#### Task to complete:
Render the listing as a Markdown table with the columns "Row" and "Listing line," starting with its first line and continuing through the line containing "308), (139, 295)]". Include both of those lines, skip blank lines and pictures, and give each remaining line its own row.

**** Data records

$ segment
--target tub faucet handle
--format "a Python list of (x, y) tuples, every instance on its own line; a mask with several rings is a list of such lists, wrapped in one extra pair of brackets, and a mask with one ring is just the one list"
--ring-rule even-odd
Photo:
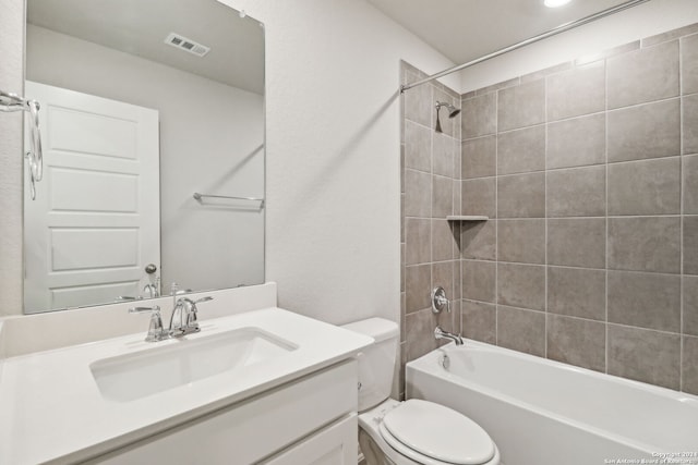
[(440, 285), (432, 290), (432, 311), (441, 314), (444, 308), (450, 314), (450, 301), (446, 297), (446, 290)]

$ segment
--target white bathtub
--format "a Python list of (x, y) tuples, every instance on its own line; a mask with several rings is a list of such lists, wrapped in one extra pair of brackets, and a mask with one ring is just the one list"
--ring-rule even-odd
[(410, 362), (406, 377), (408, 399), (472, 418), (507, 465), (698, 464), (695, 395), (470, 340)]

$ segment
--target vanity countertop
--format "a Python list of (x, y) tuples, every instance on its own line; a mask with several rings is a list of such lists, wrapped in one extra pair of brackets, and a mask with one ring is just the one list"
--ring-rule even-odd
[(260, 328), (298, 348), (153, 395), (106, 399), (91, 364), (181, 344), (142, 333), (5, 358), (0, 365), (0, 463), (67, 463), (94, 457), (356, 355), (371, 338), (280, 308), (205, 320), (195, 341)]

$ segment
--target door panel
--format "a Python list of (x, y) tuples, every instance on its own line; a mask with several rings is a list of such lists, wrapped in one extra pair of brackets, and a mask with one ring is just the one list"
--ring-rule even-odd
[(159, 268), (158, 112), (38, 83), (44, 180), (25, 196), (25, 308), (139, 295)]

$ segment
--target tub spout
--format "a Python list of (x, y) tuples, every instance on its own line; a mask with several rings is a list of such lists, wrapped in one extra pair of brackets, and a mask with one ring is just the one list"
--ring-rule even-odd
[(449, 339), (456, 343), (456, 345), (462, 345), (462, 338), (460, 334), (454, 334), (448, 331), (444, 331), (440, 326), (434, 330), (434, 338), (436, 339)]

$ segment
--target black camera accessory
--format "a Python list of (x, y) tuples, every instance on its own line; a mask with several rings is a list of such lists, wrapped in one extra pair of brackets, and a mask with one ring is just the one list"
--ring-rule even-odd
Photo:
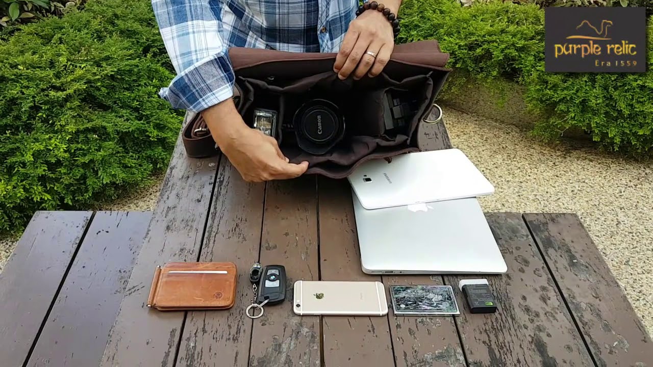
[(277, 135), (277, 112), (266, 108), (255, 108), (252, 127), (273, 138)]
[(383, 96), (383, 121), (386, 130), (404, 129), (417, 113), (417, 101), (401, 94), (403, 93), (389, 91)]
[(319, 155), (337, 144), (345, 135), (345, 119), (338, 106), (325, 99), (311, 99), (293, 118), (297, 145)]
[(486, 279), (464, 279), (458, 283), (472, 313), (494, 313), (496, 301)]
[(259, 284), (257, 303), (276, 304), (285, 300), (285, 268), (282, 265), (265, 266)]

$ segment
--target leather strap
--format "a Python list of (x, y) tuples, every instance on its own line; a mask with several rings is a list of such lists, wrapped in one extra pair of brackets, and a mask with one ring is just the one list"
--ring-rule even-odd
[[(234, 84), (232, 98), (236, 108), (240, 107), (242, 94), (240, 87)], [(191, 158), (212, 157), (219, 152), (202, 114), (197, 114), (184, 127), (182, 141), (183, 142), (186, 154)]]
[(183, 129), (182, 141), (186, 154), (191, 158), (206, 158), (217, 154), (217, 144), (213, 140), (201, 114), (197, 114)]

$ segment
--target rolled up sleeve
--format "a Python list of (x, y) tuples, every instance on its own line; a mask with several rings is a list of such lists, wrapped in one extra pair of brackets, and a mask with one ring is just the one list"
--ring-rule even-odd
[(177, 74), (159, 95), (194, 112), (231, 98), (234, 76), (221, 36), (219, 1), (152, 0), (152, 8)]

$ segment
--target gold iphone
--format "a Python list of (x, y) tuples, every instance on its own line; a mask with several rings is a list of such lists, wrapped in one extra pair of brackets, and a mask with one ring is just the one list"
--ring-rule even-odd
[(380, 281), (298, 280), (293, 310), (297, 315), (383, 316), (388, 302)]

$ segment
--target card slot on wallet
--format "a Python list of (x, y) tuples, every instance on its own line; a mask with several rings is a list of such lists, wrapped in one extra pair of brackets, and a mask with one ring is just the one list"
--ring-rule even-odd
[(233, 263), (170, 263), (155, 270), (148, 307), (159, 311), (231, 308), (236, 281)]

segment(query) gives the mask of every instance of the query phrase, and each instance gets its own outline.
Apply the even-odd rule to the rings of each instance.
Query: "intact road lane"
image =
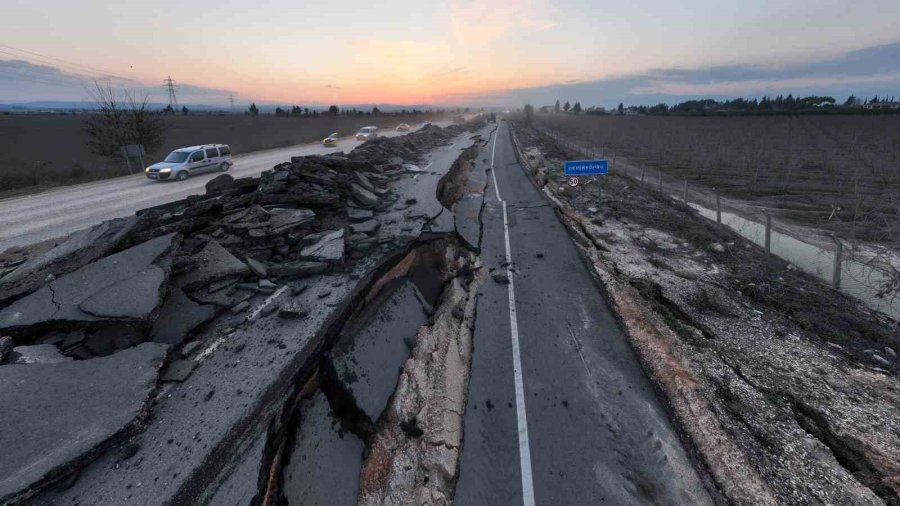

********

#### Exercise solution:
| Row | Listing line |
|---|---|
| 1 | $ segment |
| 2 | --target tub faucet handle |
| 3 | --format "a Python list of (x, y) tuples, every instance on its own line; a mask with several rings is a list of such lists, wrapped in one extra pair of brackets, and a mask with one ring is just the one list" |
| 4 | --ring-rule even-odd |
| 5 | Photo: |
| 6 | [(440, 285), (432, 290), (432, 311), (441, 314), (444, 308), (450, 314), (450, 301), (446, 297), (446, 290)] |
| 7 | $ segment |
| 8 | --target white bathtub |
| 9 | --format "a Python list of (x, y) tuples, every instance on its own line; a mask with several rings is a list of such lists, wrapped in one extra pair of brackets, and a mask with one ring is just the one list" |
| 10 | --ring-rule even-odd |
| 11 | [(410, 362), (406, 377), (408, 399), (472, 418), (507, 465), (698, 464), (695, 395), (470, 340)] |
| 12 | $ segment |
| 13 | --target vanity countertop |
| 14 | --format "a Python list of (x, y) tuples, every instance on its own line; a mask with several rings is a list of such lists, wrapped in one extra pair of brackets, and a mask with one ring is just the one list" |
| 15 | --ring-rule even-odd |
| 16 | [(260, 328), (298, 348), (153, 395), (106, 399), (91, 364), (181, 344), (142, 333), (5, 358), (0, 365), (0, 463), (67, 463), (94, 457), (356, 355), (371, 338), (280, 308), (205, 320), (195, 341)] |
| 17 | $ segment |
| 18 | --target door panel |
| 19 | --format "a Python list of (x, y) tuples, every instance on its own line; a mask with several rings is a list of such lists, wrapped in one extra pair of brackets, and a mask with one ring is just the one list" |
| 20 | --ring-rule even-odd |
| 21 | [(159, 268), (158, 112), (38, 83), (44, 180), (25, 196), (25, 308), (139, 295)] |